* _TEXT PASSAGE_
====
# FloGas - is it cheaper than Calor?



## Snelly (Aug 20, 2005)

Im sure someone told me that FloGas that I can get at my Shell petrol station is cheaper than Calor Gas bottles?? Anyone have any experience of this?


----------



## klubnomad (Mar 6, 2006)

Hi

Flogas is cheaper than Calor. However, although these retailers will exchange a flogas cylinder for a Calor one, you cant change a flogas for a calor one.

Dave

656


----------



## Snelly (Aug 20, 2005)

Is FloGas available all over the country??


----------



## geraldandannie (Jun 4, 2006)

When we first had our narrowboat, it had two Flogas bottles, but the difficulties of finding outlets (especially on the canals) meant we changed (i.e. bought) two Calor bottles. The Calor ones we started using (12/13 kg) were a slightly different shape to the Flogas, and were larger in diameter, which meant the gas locker became a bit of a tight squeeze. Watch out for that if you change.

Gerald


----------



## 89539 (May 27, 2005)

If you order through their website, they'll deliver. Have used their home delivery twice and it has been great.

Pete


----------



## nigelcopp02 (3 mo ago)
====
* _TASKS FOR THIS EXERCISE_
1. In the forum thread on FloGas versus Calor, what weight were the Calor bottles that Gerald's narrowboat started using?
2. Write out the records below again, swapping each "person's arm" for "human arm" and leaving everything else unchanged. Do not include the picture.

* _MATERIAL FOR THE TASK_
====
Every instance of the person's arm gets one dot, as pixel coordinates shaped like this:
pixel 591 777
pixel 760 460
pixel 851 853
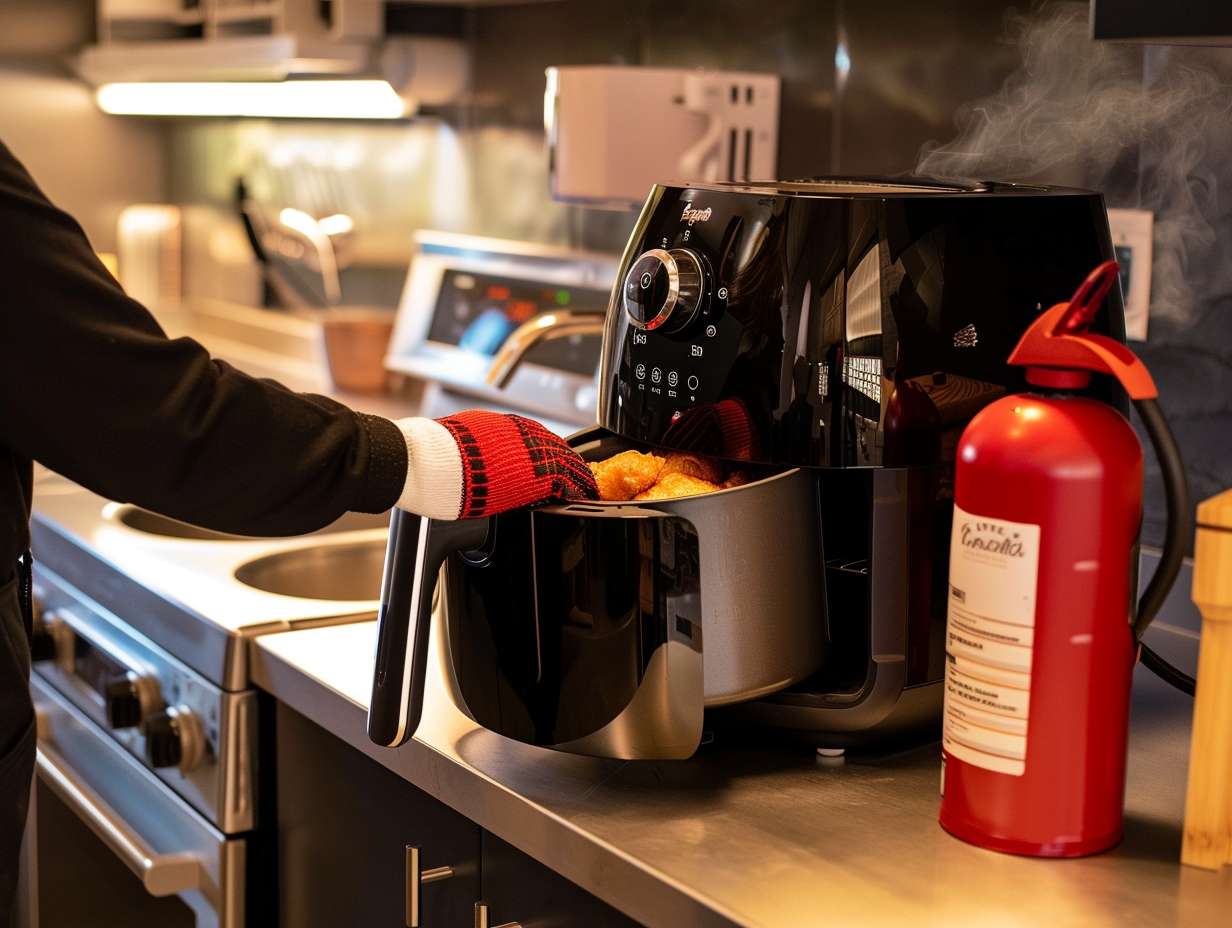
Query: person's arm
====
* _LIST OF SOLUTIONS_
1. 12/13 kg

2.
Every instance of the human arm gets one dot, as pixel coordinates shaped like this:
pixel 591 777
pixel 760 460
pixel 851 853
Query: human arm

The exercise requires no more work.